#### MATERIAL TO PROCESS

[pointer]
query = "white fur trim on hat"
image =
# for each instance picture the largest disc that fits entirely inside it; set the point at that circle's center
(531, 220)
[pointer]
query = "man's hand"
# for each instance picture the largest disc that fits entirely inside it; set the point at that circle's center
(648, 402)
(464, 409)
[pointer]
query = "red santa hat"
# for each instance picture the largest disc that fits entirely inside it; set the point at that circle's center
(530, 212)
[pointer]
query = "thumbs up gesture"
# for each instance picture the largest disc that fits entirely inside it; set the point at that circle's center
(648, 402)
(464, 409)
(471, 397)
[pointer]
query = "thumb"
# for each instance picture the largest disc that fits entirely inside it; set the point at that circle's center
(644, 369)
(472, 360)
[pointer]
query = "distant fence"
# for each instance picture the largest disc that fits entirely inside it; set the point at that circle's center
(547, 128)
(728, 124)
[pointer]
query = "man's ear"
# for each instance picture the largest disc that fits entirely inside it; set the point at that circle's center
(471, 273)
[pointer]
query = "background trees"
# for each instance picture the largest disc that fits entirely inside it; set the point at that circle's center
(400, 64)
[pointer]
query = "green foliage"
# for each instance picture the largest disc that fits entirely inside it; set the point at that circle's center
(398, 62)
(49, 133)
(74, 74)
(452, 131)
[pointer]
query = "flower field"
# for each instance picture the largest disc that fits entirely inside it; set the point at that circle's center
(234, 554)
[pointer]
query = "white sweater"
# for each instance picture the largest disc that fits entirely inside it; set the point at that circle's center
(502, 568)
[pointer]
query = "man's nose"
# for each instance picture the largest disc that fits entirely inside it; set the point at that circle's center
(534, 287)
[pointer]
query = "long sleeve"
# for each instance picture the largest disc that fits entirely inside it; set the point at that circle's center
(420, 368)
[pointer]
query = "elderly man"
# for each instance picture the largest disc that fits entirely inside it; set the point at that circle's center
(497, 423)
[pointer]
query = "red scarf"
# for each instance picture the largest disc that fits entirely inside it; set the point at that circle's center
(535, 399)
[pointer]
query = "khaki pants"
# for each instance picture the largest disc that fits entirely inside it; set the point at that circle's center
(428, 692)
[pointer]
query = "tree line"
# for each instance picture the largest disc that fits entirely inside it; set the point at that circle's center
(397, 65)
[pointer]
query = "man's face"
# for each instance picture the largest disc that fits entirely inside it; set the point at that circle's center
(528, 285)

########

* **DIRECTIONS FOR THIS TASK**
Return each line of the records that contains the word "white". Treat uppercase and lowercase as distinct.

* **FINISHED ANSWER**
query = "white fur trim on hat"
query = "white sweater"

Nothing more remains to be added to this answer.